## BEGIN Text passage
The Saturday morning scene: the house is upside down, dishes to be done, laundry to be folded and floors that most definitely need a good mopping. The kids have been in school all week, so it’s our first full day off together, and I’d like to spend it taking them on an adventure, not playing Martha Stewart.

Whether a working mom or stay-at-home-mom, the balance between keeping up a tidy home and creating memories with our children often comes into play. Are our babies going to remember that the house was always spotless and sparkling? I say they will remember the laughter and joy of moments in time, while embracing the inevitable mess surrounding them. Because ladies, the mess is inevitable.

How many times have you cleaned up the living room or folded a perfect pile of laundry before you leave the house, just to have the toy bin dumped over? Or shed a tear as you watch your toddler swipe his imaginary sword of an arm over a mountain of tediously folded shirts? Instead of envisioning waterboarding my kid when this happens, I’ve simply learned it does not matter. Better yet, I’ll leave the house in its perfect mess and walk out the door into a day of new experiences that have zero to do with a vacuum or sponge.
## END Text passage
## BEGIN Records
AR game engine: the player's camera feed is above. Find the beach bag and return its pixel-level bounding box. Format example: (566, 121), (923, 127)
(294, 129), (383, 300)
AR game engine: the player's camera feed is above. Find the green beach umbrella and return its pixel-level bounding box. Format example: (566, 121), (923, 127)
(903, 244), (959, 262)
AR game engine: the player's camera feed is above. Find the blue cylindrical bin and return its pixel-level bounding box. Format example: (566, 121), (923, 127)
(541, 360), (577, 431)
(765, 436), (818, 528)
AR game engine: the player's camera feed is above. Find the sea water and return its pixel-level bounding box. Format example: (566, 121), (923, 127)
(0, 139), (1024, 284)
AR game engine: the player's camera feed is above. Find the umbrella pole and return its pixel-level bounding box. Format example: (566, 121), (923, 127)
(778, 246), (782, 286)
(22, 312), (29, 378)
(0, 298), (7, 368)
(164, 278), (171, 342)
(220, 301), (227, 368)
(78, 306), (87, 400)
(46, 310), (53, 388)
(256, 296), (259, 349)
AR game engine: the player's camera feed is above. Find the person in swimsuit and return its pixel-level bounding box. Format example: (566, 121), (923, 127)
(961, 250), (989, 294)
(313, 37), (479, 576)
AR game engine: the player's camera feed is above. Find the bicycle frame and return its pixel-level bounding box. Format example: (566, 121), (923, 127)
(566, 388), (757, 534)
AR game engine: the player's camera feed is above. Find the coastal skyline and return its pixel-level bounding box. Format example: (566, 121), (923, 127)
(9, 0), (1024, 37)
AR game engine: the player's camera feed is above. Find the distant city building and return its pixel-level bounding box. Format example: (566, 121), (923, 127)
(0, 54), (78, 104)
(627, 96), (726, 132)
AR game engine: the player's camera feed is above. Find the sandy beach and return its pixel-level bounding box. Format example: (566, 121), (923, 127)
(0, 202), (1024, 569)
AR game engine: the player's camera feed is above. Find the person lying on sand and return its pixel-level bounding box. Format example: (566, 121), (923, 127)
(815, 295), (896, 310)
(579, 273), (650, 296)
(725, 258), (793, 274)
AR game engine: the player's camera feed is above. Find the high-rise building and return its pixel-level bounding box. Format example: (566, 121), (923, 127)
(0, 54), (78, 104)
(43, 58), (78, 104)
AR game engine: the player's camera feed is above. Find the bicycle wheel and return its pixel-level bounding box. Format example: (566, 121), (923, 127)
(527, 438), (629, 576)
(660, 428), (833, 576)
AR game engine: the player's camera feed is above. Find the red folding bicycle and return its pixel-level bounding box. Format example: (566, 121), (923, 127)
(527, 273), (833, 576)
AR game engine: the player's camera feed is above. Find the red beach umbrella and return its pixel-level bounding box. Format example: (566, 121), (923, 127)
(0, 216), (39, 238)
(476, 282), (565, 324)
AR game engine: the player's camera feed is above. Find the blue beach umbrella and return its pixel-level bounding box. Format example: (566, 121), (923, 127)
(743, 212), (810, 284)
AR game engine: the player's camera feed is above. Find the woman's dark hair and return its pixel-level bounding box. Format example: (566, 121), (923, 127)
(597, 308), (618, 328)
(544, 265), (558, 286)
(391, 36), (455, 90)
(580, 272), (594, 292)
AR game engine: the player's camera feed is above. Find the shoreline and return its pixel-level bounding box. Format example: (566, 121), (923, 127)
## END Records
Short problem 1 => List the household chores named in the first sentence of the passage about balancing housework and time with children.
Short problem 2 => From the data items, copy out the lines starting at the line that contains "the bicycle frame" and ending at the line that contains "(9, 0), (1024, 37)", both included.

Worked solution 1 =>
- Dishes to be done
- Laundry to be folded
- Floors that most definitely need a good mopping

Worked solution 2 =>
AR game engine: the player's camera feed is above. Find the bicycle frame and return its pixel-level bounding box. Format example: (566, 121), (923, 127)
(566, 388), (757, 534)
AR game engine: the player's camera feed is above. Find the coastal skyline and return its pixel-level bounding box. Format example: (566, 121), (923, 127)
(9, 0), (1024, 37)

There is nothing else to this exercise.